__Work instructions__: Reproduce the lines below without any change, starting with the line that contains "the sneaker, that" and continuing through the final line.

__Data to process__:

————————

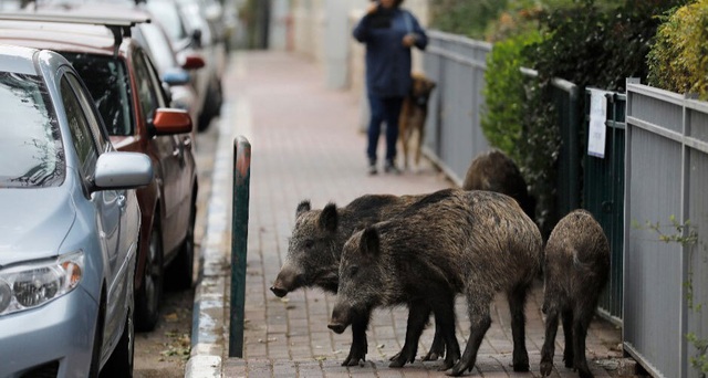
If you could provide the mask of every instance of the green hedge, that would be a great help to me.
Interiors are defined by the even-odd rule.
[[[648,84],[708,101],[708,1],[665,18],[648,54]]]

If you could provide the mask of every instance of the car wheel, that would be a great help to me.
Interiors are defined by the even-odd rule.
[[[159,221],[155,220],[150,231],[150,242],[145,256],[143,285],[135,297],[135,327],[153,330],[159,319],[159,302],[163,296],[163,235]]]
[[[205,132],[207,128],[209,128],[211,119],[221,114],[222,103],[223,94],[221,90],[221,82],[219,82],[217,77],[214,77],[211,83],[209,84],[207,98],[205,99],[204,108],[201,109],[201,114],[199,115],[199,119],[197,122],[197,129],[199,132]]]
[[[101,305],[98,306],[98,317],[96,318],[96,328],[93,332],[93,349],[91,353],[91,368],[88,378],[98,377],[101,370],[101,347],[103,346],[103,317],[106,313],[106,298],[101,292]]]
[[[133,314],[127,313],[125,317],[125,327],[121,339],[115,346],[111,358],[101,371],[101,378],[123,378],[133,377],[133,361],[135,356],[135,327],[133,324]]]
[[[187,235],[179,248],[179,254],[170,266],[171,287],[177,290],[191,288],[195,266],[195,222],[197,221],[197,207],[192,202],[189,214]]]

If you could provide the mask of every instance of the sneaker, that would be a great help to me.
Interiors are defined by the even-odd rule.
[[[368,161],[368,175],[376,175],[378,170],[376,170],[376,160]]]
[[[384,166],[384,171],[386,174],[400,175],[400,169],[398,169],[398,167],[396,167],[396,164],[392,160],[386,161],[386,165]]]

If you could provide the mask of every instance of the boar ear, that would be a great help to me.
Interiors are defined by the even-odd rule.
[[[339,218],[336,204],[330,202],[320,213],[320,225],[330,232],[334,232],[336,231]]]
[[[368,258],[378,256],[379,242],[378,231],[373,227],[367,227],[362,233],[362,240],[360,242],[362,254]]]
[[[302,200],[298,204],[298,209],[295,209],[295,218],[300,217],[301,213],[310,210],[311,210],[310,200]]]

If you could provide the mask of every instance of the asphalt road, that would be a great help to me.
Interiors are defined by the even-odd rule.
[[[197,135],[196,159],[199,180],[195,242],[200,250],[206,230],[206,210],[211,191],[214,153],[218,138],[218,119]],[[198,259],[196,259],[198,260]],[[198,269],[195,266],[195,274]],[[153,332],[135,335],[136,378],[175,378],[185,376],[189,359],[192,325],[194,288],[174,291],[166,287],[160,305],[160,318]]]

————————

__Output of the exercise__:
If you could provide the mask of every instance of the sneaker, that would be a great help to me.
Interiors are defined by the even-odd rule.
[[[368,161],[368,175],[376,175],[378,170],[376,170],[376,160]]]
[[[384,166],[384,171],[386,174],[400,175],[400,169],[398,169],[398,167],[396,167],[396,164],[392,160],[386,161],[386,165]]]

If you could provide the mask of every instance of the boar ear, that would be a great help to me.
Interiors are defined by the even-odd rule.
[[[339,218],[336,204],[330,202],[320,213],[320,225],[330,232],[334,232],[336,231]]]
[[[368,258],[378,256],[379,242],[378,231],[373,227],[367,227],[362,233],[362,240],[360,242],[362,254]]]
[[[302,200],[298,204],[298,209],[295,209],[295,218],[300,217],[301,213],[310,210],[311,210],[310,200]]]

If you could provide the mask of every instance of the asphalt road, that would be a great help to me.
Interiors are defined by the even-odd rule.
[[[197,135],[196,159],[199,180],[195,242],[200,250],[206,230],[206,210],[211,191],[214,153],[218,138],[218,119]],[[198,259],[196,259],[198,260]],[[198,269],[195,266],[195,274]],[[153,332],[135,335],[136,378],[175,378],[185,376],[189,359],[192,325],[194,288],[174,291],[166,287],[160,305],[160,318]]]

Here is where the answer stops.